_What you should do:_ Count how many lines in the records below contain the word "arched". Reply with the number alone.

_Data provided:_

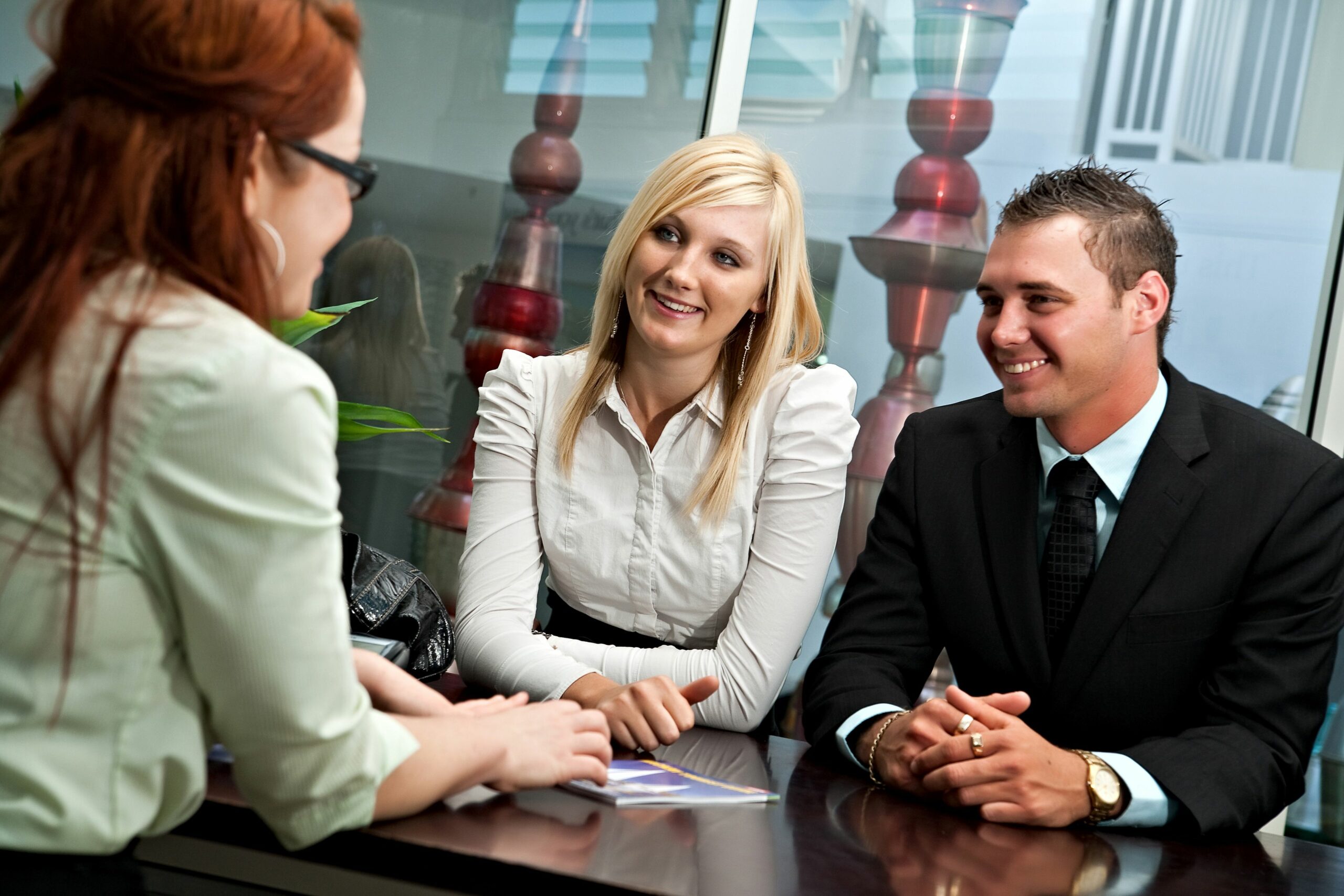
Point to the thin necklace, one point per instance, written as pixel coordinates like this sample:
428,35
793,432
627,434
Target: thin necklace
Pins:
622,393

--

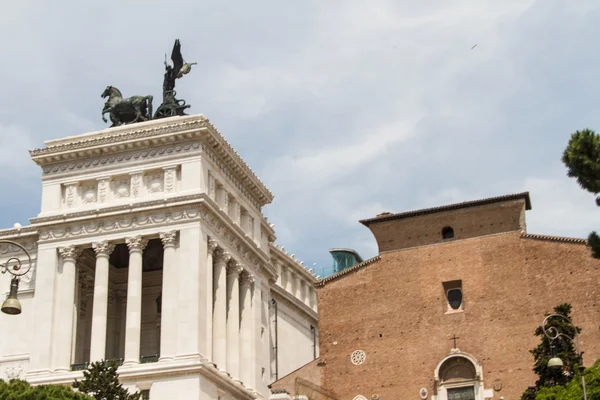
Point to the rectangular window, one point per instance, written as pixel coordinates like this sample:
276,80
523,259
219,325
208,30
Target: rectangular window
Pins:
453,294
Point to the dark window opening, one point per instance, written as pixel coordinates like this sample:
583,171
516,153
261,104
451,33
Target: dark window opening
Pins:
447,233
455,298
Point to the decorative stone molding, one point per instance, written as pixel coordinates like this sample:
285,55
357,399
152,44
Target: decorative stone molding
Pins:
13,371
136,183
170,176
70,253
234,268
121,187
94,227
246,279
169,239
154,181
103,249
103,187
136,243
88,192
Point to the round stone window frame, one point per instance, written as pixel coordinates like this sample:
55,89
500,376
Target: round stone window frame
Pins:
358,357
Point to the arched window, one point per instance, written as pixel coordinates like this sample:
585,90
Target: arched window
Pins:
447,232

_Response to this exercise:_ 2